Your instructions:
If a line in the data contains "after", copy it out.
___ Record set ___
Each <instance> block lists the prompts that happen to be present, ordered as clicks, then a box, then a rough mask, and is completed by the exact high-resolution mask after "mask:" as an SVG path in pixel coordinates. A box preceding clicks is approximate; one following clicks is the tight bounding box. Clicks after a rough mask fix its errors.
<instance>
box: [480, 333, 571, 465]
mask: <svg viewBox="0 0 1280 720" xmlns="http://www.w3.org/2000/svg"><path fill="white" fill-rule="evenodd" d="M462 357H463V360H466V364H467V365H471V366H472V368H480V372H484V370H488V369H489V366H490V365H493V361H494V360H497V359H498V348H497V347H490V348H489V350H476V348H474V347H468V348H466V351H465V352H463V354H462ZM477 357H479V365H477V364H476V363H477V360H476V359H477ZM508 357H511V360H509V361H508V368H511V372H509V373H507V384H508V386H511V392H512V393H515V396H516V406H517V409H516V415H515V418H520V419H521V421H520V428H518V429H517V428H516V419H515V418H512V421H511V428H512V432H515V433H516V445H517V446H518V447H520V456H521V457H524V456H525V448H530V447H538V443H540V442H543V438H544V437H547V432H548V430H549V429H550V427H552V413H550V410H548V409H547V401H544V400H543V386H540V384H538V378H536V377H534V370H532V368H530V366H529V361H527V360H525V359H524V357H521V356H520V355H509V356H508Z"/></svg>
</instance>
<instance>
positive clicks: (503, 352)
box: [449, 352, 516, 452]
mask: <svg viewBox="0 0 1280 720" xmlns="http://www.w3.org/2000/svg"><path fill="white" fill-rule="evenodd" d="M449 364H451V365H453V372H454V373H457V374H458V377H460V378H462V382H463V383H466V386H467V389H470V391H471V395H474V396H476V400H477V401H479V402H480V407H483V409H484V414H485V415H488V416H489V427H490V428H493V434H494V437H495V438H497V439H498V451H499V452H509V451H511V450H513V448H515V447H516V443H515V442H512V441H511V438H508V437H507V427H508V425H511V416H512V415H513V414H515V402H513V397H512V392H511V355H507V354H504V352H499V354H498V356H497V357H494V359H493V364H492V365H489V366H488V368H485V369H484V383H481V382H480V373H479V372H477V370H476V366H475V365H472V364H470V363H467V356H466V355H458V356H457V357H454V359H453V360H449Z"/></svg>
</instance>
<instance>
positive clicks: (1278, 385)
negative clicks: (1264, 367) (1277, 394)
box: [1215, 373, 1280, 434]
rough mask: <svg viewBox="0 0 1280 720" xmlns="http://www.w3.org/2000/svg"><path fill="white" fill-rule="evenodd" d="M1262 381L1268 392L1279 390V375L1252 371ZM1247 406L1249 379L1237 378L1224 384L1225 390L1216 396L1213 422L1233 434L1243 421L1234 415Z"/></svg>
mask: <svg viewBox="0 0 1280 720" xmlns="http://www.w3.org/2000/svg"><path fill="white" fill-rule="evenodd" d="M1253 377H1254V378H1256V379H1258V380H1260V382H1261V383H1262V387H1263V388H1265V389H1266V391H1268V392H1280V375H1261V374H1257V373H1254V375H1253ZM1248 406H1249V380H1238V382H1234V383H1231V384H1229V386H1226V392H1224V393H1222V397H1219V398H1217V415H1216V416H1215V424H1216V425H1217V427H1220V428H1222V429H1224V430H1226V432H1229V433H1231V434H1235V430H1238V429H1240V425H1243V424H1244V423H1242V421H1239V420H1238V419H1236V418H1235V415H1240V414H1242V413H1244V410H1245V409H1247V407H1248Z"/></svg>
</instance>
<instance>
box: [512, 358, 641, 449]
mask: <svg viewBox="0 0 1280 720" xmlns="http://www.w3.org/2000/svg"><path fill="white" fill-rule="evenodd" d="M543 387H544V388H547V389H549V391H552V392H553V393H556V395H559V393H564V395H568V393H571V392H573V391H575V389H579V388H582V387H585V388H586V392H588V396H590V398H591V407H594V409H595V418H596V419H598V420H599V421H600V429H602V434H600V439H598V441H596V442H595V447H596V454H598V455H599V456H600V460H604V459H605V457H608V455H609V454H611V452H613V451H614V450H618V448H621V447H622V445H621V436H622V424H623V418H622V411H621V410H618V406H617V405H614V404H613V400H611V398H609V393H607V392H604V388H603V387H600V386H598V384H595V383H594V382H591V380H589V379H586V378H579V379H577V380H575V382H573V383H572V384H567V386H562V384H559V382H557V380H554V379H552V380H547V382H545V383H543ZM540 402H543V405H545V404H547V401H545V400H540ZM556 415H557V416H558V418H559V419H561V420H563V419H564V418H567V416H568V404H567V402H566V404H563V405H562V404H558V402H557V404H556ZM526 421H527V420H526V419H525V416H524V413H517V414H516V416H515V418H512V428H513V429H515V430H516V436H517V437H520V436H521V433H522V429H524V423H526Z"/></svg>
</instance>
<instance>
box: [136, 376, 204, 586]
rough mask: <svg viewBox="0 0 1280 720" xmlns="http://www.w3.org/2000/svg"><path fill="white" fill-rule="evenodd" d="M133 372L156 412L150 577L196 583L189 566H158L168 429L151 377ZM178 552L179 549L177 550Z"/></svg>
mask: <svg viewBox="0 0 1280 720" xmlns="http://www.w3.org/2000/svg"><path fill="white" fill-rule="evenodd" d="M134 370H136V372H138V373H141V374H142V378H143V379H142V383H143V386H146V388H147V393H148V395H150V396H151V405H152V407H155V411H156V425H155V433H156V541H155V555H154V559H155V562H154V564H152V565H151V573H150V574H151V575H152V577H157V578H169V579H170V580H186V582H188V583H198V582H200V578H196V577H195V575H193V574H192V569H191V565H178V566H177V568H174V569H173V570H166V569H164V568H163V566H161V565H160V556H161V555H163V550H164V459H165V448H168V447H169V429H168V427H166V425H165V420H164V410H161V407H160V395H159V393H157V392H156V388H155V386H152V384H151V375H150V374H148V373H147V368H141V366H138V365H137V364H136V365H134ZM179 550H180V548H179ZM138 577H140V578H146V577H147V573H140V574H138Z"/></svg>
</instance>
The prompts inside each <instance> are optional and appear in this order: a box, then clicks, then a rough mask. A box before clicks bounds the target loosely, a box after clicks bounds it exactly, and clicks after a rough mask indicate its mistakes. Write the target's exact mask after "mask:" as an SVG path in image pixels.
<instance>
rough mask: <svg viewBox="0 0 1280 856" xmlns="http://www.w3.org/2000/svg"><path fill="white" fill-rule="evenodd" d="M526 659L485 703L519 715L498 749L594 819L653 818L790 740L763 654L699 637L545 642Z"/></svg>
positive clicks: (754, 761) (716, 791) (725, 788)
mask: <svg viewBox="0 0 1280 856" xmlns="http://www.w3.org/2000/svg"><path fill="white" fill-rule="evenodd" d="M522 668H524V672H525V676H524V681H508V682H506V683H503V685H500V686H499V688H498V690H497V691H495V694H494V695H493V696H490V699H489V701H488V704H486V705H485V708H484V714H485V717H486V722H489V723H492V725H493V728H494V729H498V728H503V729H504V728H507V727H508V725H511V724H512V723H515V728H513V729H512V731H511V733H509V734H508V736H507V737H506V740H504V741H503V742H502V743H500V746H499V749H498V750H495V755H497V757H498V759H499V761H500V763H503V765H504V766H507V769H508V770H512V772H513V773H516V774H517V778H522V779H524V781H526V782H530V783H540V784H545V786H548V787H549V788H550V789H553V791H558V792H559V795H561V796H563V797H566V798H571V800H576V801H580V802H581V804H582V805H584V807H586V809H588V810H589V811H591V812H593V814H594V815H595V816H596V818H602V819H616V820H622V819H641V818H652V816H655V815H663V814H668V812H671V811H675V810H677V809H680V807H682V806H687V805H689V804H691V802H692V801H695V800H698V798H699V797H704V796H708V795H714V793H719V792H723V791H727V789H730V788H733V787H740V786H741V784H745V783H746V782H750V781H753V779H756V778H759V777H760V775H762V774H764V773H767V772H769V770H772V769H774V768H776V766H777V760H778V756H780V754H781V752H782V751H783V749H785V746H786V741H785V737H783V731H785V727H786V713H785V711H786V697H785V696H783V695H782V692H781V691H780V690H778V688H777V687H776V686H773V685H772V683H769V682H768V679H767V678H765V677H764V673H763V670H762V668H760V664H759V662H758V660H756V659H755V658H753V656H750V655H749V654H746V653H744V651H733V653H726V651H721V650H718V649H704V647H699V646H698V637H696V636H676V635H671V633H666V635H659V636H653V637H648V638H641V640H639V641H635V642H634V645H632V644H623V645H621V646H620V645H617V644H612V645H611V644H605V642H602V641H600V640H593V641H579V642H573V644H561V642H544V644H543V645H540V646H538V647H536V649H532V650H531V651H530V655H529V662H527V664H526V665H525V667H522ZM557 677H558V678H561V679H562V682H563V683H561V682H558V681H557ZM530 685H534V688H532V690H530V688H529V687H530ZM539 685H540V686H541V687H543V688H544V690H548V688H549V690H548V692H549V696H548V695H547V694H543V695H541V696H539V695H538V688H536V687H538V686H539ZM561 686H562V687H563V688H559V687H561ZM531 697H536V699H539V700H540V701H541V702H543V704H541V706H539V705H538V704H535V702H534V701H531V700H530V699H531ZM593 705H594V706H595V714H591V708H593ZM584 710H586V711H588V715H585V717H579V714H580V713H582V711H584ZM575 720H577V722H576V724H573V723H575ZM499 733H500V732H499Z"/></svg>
___
Output of the task:
Each <instance> block lists the prompts that happen to be present, ordered as clicks, then a box, then a rough mask, and is completed by the exact high-resolution mask after "mask:" as an SVG path in pixel coordinates. A box preceding clicks is approximate; one following clicks is the tight bounding box. Clicks after a rough mask fix its errors.
The prompts inside each <instance> are optional and appear in this order: a box, then clicks, then a rough mask. A box before clicks bounds the target loosely, a box after clicks bounds it exactly, and clicks after a rough mask indicate its mistakes. Write the target's exact mask after "mask:" as an SVG path in image pixels.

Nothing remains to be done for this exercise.